--- Start ---

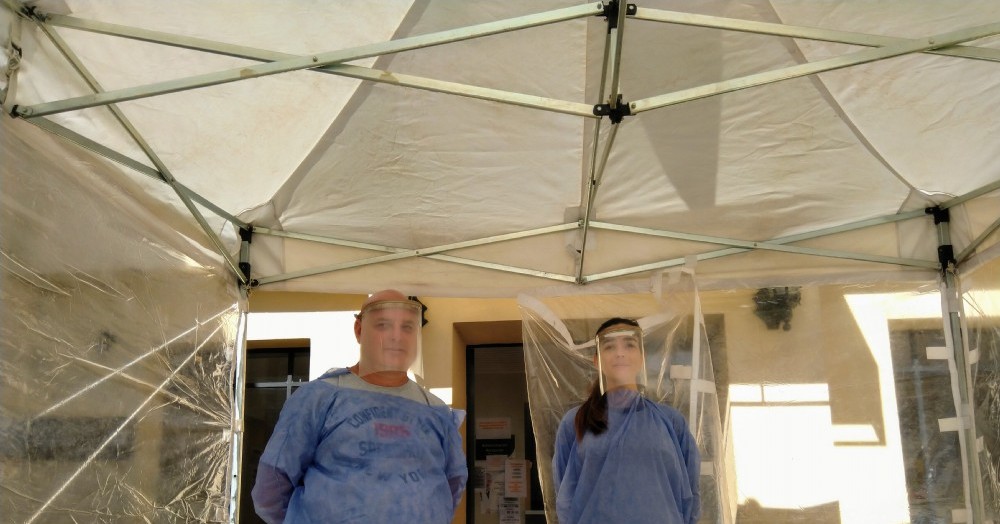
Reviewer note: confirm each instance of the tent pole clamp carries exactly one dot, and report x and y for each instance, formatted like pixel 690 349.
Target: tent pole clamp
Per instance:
pixel 616 113
pixel 946 251
pixel 246 236
pixel 611 13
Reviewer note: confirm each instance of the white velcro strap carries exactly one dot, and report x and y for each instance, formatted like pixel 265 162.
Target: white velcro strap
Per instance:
pixel 680 372
pixel 938 353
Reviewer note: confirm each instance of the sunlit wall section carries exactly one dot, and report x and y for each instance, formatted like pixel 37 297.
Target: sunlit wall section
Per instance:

--- End ---

» **EXERCISE DETAILS**: Rewrite the whole listing with every "Reviewer note" changed to "Annotator note" and everything else kept the same. Omit the pictures from your answer.

» **THE RESPONSE**:
Annotator note: confirm each instance of the tent pole clamp carries exactly one dot, and report x and y for each instance, formatted like pixel 690 349.
Target: tent pole clamp
Per instance:
pixel 616 113
pixel 946 251
pixel 246 236
pixel 611 13
Annotator note: confirm each instance of the white velcro strap carries exactly one dot, and report x and y for each instance, formatted like pixel 265 162.
Target: white velcro strap
Per instance:
pixel 680 372
pixel 938 353
Annotator note: confirm each instance of the sunlit wall section carries exactly one dot, and report x and y for each instance, formatted like pixel 37 297.
Target: sunlit wall section
Per instance:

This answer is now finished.